─── Excerpt ───

AUGUSTA — Illicit drugs and people who are using alone are the primary driving forces behind the record number of Mainers who died from a drug overdose last year, the state’s director of opioid response told lawmakers Wednesday.
Preliminary data from the University of Maine show that 2022 is already a record-breaking year for overdose deaths in Maine: 649 people died from a fatal overdose during the first 11 months of the year. There were 631 fatal overdoses in 2021.
Nonpharmaceutical fentanyl, alone or in combination with other drugs, accounts for 78% of all fatal overdoses between January and November 2022.
“It’s deadly and it acts so quickly. It’s very difficult to get people to help in time,” Gordon Smith, the opioid response director told the legislature’s Health and Human Services Committee.
“And secondly, too many people use alone in circumstances where we lose valuable time because they’re in an upstairs bedroom or in a bathroom and there’s nobody with them,” he said.
Maine has tried to push messaging that encourages people that if they are going to use drugs, they shouldn’t be alone but “we’ve not been successful in saturating the community with that message, or they’re ignoring the message,” Smith said.
Smith, public health experts and recovery advocates have spoken numerous times before about how the pandemic has increased isolation and taken people away from supports such as a recovery community, which not only affects their well-being but also means that people are alone and do not have anyone there to call for emergency services or administer naloxone, the overdose-reversing drug.
Smith said he feels “frustrated that we lost so much time during the pandemic.”
“I feel like I’ve had two positions: I was director of opioid response before the pandemic … and then since,” he said. “And now it’s kind of, not back to the beginning, but it’s really been a difficult experience to be managing a very serious epidemic in the middle of a global pandemic when in fact many of the things you might do to respond to the global pandemic adversely affected the epidemic.”

───

__Exercises to complete__.
**A.** Answer these questions from the article on Maine's overdose deaths:
(i) How many fatal overdoses were there in Maine in 2021?
(ii) What percentage of fatal overdoses between January and November 2022 involved nonpharmaceutical fentanyl?
(iii) Which legislative committee did Gordon Smith address?
**B.** Continue the article on Maine's overdose deaths, picking up right after its final sentence.
The records are separate material, unrelated to the article on Maine's overdose deaths.

─── Supplied data ───

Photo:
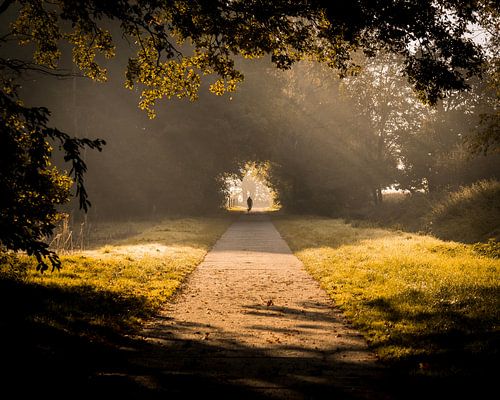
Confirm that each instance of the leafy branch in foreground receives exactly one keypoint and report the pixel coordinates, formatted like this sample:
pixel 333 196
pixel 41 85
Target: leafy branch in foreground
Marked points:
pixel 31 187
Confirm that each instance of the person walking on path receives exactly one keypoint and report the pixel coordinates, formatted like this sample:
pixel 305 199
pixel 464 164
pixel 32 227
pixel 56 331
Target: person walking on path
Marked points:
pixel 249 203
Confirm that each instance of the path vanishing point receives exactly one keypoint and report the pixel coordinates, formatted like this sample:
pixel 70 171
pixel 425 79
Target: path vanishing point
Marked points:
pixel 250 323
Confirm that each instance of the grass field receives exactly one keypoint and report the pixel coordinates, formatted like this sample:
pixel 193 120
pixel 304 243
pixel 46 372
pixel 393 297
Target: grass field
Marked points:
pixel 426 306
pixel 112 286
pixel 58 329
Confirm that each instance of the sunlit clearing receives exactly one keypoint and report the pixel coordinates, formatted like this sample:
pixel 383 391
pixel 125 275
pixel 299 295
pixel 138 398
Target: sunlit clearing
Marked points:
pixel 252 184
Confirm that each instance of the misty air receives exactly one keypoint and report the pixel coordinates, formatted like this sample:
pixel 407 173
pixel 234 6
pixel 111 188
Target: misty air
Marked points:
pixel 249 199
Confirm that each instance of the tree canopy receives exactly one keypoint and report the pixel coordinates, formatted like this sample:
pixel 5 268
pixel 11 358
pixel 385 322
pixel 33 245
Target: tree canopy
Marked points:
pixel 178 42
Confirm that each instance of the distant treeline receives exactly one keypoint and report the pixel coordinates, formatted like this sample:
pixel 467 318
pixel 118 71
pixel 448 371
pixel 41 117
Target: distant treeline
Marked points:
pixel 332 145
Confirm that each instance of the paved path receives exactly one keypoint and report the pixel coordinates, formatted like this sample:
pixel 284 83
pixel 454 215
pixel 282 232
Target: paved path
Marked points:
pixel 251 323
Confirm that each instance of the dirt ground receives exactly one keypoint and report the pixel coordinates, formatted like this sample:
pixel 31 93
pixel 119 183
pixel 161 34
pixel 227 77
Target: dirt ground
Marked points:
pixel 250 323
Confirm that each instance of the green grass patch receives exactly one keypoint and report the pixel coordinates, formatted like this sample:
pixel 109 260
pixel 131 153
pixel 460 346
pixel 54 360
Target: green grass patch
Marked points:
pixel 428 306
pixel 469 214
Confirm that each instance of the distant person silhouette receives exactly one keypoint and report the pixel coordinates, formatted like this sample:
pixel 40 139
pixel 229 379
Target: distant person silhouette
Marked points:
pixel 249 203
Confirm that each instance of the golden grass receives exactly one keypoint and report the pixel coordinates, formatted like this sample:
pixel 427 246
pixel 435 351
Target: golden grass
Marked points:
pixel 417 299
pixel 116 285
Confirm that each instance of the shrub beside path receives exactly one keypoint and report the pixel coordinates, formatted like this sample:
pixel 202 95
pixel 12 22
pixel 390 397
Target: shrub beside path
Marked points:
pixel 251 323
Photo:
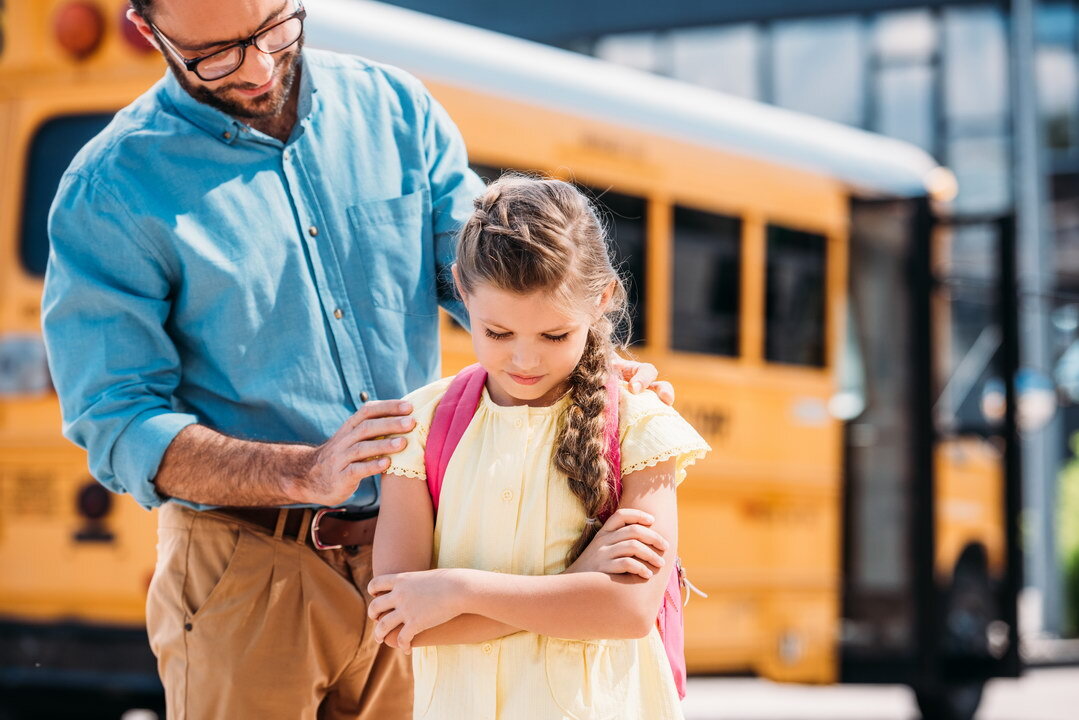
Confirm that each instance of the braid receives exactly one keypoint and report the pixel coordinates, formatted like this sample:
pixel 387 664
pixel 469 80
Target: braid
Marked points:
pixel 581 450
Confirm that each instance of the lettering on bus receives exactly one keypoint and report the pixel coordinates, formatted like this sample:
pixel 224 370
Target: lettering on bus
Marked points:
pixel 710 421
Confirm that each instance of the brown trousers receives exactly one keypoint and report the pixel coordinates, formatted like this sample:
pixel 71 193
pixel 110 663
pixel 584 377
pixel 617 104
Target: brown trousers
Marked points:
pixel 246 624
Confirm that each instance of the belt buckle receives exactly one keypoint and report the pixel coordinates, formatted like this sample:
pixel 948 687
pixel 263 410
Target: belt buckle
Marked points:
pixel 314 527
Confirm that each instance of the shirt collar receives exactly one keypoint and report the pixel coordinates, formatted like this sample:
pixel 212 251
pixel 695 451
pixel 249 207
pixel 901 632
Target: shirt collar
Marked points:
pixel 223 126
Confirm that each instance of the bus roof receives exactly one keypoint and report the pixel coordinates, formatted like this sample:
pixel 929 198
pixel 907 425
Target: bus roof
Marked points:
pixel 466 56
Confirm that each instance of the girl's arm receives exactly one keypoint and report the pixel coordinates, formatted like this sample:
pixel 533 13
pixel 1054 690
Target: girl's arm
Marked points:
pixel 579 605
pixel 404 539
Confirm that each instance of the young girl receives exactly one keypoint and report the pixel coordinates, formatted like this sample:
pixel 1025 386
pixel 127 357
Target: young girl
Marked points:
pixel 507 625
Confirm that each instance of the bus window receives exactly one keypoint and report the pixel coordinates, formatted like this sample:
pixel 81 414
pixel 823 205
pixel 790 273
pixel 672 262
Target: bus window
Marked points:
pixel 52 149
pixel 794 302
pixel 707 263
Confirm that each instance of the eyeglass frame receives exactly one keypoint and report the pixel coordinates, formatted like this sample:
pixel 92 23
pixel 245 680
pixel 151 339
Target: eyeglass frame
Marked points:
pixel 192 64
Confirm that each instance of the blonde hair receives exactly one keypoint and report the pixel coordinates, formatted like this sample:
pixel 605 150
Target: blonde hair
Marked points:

───

__Answer list__.
**A.**
(i) 631
(ii) 78%
(iii) The legislature's Health and Human Services Committee

**B.**
Also significantly impacting fatal overdoses is the introduction of xylazine and nonpharmaceutical tramadol. Both drugs showed up on toxicology reports for the first time in 2021, almost always in combination with fentanyl. According to preliminary data for 2022, xylazine was identified as a contributing cause of death in 34 out of 434 deaths related to nonpharmaceutical fentanyl; tramadol, a type of opioid, was listed in eight deaths.
Xylazine is an animal tranquilizer that lowers people’s heart rate and can also cause necrotic wounds. Since naloxone only reverses the effects of opioids, the more xylazine in a person’s system, the less effective naloxone is in reversing an overdose, Smith said.
Smith said the preliminary data of fatal and nonfatal overdoses for 2022 is “pretty grim, but there are some hopeful signs as well.”
While fatal overdoses increased from 2021 to 2022, preliminary data indicates that the increase will be significantly lower compared to the previous year’s increase. Once the numbers are finalized, total fatal overdoses in 2022 compared to 2021 will likely only be about half of the 25% increase Maine saw in 2021 compared to 2020’s numbers.